* begin EXCERPT PROVIDED *

Being a Good Friend - Golden rules to depend upon
Rules… rules… rules...!!! We usually get sick of the word ‘rules’ don’t we? But when it comes to friendship; we, kind of, frame certain unwritten rules, unconsciously, which we expect our friends to abide by.
Our friends do every little thing they can, to show us they care for us. They have been always there, 24 by 7 at our back and call, always been a source of strength for us, a shoulder to cry on, to lend an ear to us whenever we are in distress.
But what is our duty towards them? Simply hanging out together at the coffee shop, giggling and sharing some tits and bits of life, sleeping over at their place…??? Is that all we can do for them? Is this enough to be called ourselves their fabulous friend? Well... we can do a little more than this…
Here are some golden rules to abide by yourself and for your friends, so as to live up to the standard of being a fabulous friend:
1) Maintain secrecy: If your friend has confided in you a secret, which he/she wants it to be kept within yourself only, then never let it out. Friendship is all about trust and faithfulness. It is a bond sealed with love, care and respect for each other.
2) Be truthful: always be true to your friends. If you want to share a long lasting friendship, then tell him/her what is the worst thing about yourself. This way he/she will know that you trust him/her and your friend too will do the same way. Do not leave any space for mistrust to simply even loiter near your friendship.
3) Never make the mistake of falling for your friend’s ex: value your friendship. Never give yourself the chance to make a choice between your friend and your lover. Avoid dating your friend’s Ex. Though she might say that it’s all over now and that nothing matters to her at all. But at some point of time, you will end up hurting your friend’s sentiments.
4) Never take advantage of your friends: each and every relationship is based upon give and take. So, do not always take and take and take from your friends. Cherish your friendship and remember to return the things you borrowed or took from your friends. Even if you broke or tore it by mistake, replace it.
5) Always be there to lend your ear and your shoulder: Know when to speak and when to listen. Respect your friends’ privacy, leave them alone when they want to be alone, they will get back to you when they feel they want someone to be near them. Do not be judgmental about your friends’ opinion.

* end EXCERPT PROVIDED *
* begin SUPPLIED DATA *

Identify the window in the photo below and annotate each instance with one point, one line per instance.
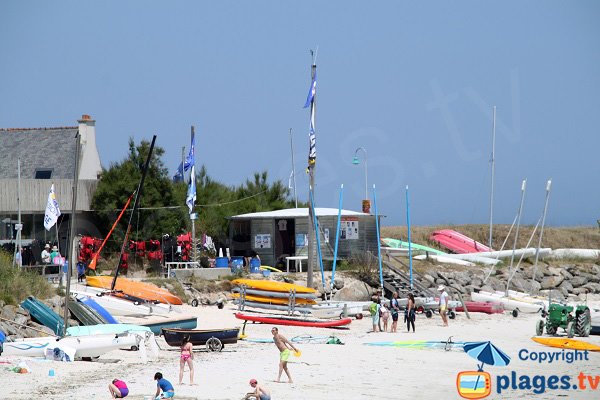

* end SUPPLIED DATA *

> _PROMPT_
In the friendship guide, turn the paragraph that begins "4) Never take advantage of your friends" into a short bulleted list that keeps its main points.

> _THE RESULT_
- Every relationship rests on give and take, so don't keep taking from friends.
- Value the friendship and return anything borrowed or taken from friends.
- Replace any item you break or tear, even by accident.